=== PROBLEM TO WORK ON ===
Substitute "tiled roof" for "dark roof" in the entries from the line containing "of the green" up to and including the last entry. Reproduce only those lines, with nothing else altered.

A run of entries:
○ ○ ○ ○ ○
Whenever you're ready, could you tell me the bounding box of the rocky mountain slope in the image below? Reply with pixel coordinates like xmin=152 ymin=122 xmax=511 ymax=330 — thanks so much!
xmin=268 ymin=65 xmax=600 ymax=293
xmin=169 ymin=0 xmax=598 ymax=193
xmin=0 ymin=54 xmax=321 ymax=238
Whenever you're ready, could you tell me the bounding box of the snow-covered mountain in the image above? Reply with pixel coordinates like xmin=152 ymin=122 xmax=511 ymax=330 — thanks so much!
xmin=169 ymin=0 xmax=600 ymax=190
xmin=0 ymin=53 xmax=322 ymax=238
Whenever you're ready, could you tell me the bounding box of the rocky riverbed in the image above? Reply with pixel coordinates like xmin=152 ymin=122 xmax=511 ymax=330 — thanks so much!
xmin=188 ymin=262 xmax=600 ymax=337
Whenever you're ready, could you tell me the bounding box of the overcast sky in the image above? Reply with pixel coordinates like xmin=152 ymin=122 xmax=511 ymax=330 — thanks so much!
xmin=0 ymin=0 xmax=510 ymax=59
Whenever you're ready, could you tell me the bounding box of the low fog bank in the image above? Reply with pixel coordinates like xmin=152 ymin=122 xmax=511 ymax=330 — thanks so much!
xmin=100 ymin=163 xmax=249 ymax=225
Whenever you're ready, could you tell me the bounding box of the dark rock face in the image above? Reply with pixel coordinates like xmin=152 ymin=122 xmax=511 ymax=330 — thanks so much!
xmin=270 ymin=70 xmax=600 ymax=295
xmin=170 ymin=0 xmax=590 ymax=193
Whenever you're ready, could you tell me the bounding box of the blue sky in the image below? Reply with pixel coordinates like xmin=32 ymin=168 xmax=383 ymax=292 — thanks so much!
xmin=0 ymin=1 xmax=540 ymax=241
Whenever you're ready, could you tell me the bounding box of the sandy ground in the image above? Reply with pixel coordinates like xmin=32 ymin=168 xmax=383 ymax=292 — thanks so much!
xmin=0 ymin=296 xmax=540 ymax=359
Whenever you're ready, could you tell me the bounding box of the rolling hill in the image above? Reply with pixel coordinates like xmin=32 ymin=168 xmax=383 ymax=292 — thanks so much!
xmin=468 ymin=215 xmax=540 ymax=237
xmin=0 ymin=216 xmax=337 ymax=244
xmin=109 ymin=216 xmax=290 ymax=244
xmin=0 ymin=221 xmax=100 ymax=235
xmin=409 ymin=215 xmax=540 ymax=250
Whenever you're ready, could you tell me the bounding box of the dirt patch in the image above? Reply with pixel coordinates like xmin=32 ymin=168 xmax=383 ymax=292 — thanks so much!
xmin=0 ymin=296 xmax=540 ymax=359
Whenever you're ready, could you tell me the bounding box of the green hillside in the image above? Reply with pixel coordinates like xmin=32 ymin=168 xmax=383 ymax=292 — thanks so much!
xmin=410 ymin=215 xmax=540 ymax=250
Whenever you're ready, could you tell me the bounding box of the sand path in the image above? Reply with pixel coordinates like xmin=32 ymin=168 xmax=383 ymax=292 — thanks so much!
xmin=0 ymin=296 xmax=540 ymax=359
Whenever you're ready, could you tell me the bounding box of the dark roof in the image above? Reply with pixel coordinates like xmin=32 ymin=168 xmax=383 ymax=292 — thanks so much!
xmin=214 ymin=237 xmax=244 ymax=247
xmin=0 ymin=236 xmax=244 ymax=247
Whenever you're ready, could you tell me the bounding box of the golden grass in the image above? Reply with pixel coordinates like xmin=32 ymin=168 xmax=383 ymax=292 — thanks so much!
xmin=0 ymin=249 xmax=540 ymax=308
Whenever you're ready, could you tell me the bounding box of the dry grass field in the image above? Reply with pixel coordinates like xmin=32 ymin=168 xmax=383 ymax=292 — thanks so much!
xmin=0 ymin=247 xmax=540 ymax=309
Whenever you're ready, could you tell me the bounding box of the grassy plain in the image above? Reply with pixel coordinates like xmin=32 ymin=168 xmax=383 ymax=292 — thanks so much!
○ ○ ○ ○ ○
=== FINISHED EXERCISE ===
Whenever you're ready, could you tell me the bounding box of the green hillside in the image above? Reply with pixel coordinates like xmin=32 ymin=168 xmax=383 ymax=292 — thanks so much!
xmin=410 ymin=215 xmax=540 ymax=250
Whenever you're ready, could you tell me the bounding box of the sand path in the image above? Reply with pixel coordinates like xmin=32 ymin=168 xmax=383 ymax=292 — thanks so much!
xmin=0 ymin=296 xmax=540 ymax=359
Whenever you're ready, could you tell me the bounding box of the tiled roof in the image above? Reply with pixel coordinates like xmin=32 ymin=168 xmax=383 ymax=292 — thanks so much!
xmin=214 ymin=237 xmax=244 ymax=247
xmin=0 ymin=236 xmax=244 ymax=247
Whenever you're ready, could you tell me the bounding box of the golden grass in the image above? Reply with pixel coordinates like xmin=32 ymin=168 xmax=383 ymax=292 — thanks so much!
xmin=0 ymin=249 xmax=540 ymax=308
Whenever you're ready, could you tell me the bounding box of the dry grass field in the image above? Reply with pixel coordinates like xmin=32 ymin=168 xmax=383 ymax=292 — thanks so much!
xmin=0 ymin=247 xmax=540 ymax=309
Whenever you're ready, could you tell me the bounding box of the grassy plain in the image above? Reply with pixel coordinates like xmin=32 ymin=168 xmax=383 ymax=292 — thanks so much!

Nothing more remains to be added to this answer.